Data entries
++++++++++++++++++++

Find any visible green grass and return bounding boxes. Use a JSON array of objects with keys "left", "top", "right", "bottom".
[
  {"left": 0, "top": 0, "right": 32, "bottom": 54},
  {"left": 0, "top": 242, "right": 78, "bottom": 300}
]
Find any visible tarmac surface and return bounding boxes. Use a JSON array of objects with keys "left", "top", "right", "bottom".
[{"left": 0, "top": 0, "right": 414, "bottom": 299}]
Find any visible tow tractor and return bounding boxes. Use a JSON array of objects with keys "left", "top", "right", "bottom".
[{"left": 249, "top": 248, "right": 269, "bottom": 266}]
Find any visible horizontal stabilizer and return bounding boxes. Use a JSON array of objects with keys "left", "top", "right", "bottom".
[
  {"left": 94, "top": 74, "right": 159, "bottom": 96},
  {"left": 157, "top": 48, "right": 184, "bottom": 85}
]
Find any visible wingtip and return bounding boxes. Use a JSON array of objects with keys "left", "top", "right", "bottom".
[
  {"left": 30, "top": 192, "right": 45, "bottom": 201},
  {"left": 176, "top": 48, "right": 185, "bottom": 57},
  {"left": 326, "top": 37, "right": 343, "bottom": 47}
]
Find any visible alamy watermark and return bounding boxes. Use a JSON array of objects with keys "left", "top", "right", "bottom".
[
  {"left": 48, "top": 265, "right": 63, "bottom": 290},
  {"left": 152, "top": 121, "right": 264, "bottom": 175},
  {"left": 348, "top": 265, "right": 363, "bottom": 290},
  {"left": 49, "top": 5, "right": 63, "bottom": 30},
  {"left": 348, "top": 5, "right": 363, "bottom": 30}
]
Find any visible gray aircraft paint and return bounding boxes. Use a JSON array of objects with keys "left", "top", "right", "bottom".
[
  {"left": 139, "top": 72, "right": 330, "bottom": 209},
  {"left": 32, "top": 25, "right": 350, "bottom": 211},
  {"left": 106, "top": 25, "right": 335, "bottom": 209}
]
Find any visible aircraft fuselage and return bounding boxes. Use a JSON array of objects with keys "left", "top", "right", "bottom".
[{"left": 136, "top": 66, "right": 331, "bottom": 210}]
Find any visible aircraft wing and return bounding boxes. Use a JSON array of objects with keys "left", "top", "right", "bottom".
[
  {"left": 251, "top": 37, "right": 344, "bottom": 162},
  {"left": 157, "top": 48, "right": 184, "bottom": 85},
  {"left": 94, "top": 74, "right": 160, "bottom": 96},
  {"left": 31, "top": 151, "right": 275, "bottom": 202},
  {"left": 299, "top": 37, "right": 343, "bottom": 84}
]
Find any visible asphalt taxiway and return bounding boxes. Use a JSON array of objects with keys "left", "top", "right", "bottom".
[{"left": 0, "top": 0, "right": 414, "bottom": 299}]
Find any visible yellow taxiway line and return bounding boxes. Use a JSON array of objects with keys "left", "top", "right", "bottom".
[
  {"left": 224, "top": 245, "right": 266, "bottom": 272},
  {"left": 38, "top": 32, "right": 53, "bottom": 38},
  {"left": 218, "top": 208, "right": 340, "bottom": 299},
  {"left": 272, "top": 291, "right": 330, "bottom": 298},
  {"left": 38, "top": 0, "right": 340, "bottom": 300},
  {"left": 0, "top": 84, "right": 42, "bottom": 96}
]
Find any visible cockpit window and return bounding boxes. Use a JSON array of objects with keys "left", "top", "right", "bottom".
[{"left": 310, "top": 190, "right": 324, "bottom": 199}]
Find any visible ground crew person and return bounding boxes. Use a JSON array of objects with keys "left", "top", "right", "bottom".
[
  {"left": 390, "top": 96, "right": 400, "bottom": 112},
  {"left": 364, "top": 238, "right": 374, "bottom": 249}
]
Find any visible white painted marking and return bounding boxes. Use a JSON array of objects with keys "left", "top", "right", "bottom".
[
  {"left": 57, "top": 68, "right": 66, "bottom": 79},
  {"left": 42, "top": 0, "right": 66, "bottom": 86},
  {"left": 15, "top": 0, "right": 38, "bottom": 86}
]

++++++++++++++++++++

Work to complete>
Restate the data above exactly, keeping each word as it stands.

Answer to this problem>
Find any visible green grass and return bounding boxes. Use a JSON array of objects with keys "left", "top", "right", "bottom".
[
  {"left": 0, "top": 0, "right": 32, "bottom": 54},
  {"left": 0, "top": 242, "right": 78, "bottom": 300}
]
Find any visible tarmac surface and return bounding boxes. Use a JSON array of objects with keys "left", "top", "right", "bottom".
[{"left": 0, "top": 0, "right": 414, "bottom": 299}]
Find any visible tow tractor and return bounding boxes. Use a JSON array of objects with keys "left", "top", "right", "bottom".
[{"left": 249, "top": 248, "right": 269, "bottom": 266}]
Find any visible horizontal stabilizer and return bounding boxes. Use a JSON array of objects with keys "left", "top", "right", "bottom".
[
  {"left": 94, "top": 74, "right": 159, "bottom": 96},
  {"left": 157, "top": 48, "right": 184, "bottom": 85}
]
Find any visible wingtip and return bounding boxes. Use a JSON array of objects with keys "left", "top", "right", "bottom".
[
  {"left": 30, "top": 192, "right": 45, "bottom": 201},
  {"left": 176, "top": 48, "right": 185, "bottom": 57},
  {"left": 326, "top": 37, "right": 343, "bottom": 47}
]
Find any visible alamy watermark and return bounding boxes. Use a JSON array of objects with keys "left", "top", "right", "bottom".
[
  {"left": 48, "top": 265, "right": 63, "bottom": 290},
  {"left": 152, "top": 121, "right": 264, "bottom": 175},
  {"left": 348, "top": 265, "right": 363, "bottom": 290},
  {"left": 49, "top": 5, "right": 63, "bottom": 30},
  {"left": 348, "top": 5, "right": 363, "bottom": 30}
]
Find any visible gray aircraft paint and return bounding boxes. Use a JSON array of objects with keys "left", "top", "right", "bottom".
[
  {"left": 139, "top": 72, "right": 330, "bottom": 209},
  {"left": 32, "top": 25, "right": 350, "bottom": 211},
  {"left": 106, "top": 25, "right": 335, "bottom": 209}
]
Find any visible aircraft fuselage and return bounding boxes. Use a JSON array of objects with keys "left", "top", "right", "bottom".
[{"left": 136, "top": 66, "right": 331, "bottom": 210}]
Find any visible aircraft wing and return bounding boxes. Use a JSON array of objects with keys "left", "top", "right", "bottom".
[
  {"left": 251, "top": 37, "right": 344, "bottom": 162},
  {"left": 157, "top": 48, "right": 184, "bottom": 85},
  {"left": 94, "top": 74, "right": 160, "bottom": 96},
  {"left": 31, "top": 151, "right": 275, "bottom": 202},
  {"left": 299, "top": 37, "right": 343, "bottom": 84}
]
Find any visible asphalt taxiway and return bounding boxes. Use a JSON array of objects with keys "left", "top", "right", "bottom".
[{"left": 0, "top": 0, "right": 414, "bottom": 299}]
Find any visible yellow taxiway line and return bounding boxes. Use a JSON array of objects with keys "left", "top", "right", "bottom".
[
  {"left": 224, "top": 245, "right": 266, "bottom": 272},
  {"left": 38, "top": 32, "right": 53, "bottom": 38},
  {"left": 218, "top": 208, "right": 340, "bottom": 299},
  {"left": 272, "top": 291, "right": 330, "bottom": 298},
  {"left": 38, "top": 0, "right": 340, "bottom": 300},
  {"left": 0, "top": 84, "right": 42, "bottom": 96}
]
Find any visible cockpit window and return bounding boxes. Use a JSON array of objects with keys "left", "top", "right", "bottom".
[{"left": 310, "top": 190, "right": 324, "bottom": 199}]
Find any visible ground crew person and return bounding boxes. Use a JSON array of objects with keys "left", "top", "right", "bottom".
[
  {"left": 390, "top": 96, "right": 400, "bottom": 112},
  {"left": 364, "top": 238, "right": 374, "bottom": 249}
]
Find any visible white painted marking and return bounding boxes. Use a JSON array of objects with keys "left", "top", "right", "bottom".
[
  {"left": 57, "top": 68, "right": 66, "bottom": 79},
  {"left": 42, "top": 0, "right": 66, "bottom": 86},
  {"left": 15, "top": 0, "right": 38, "bottom": 86}
]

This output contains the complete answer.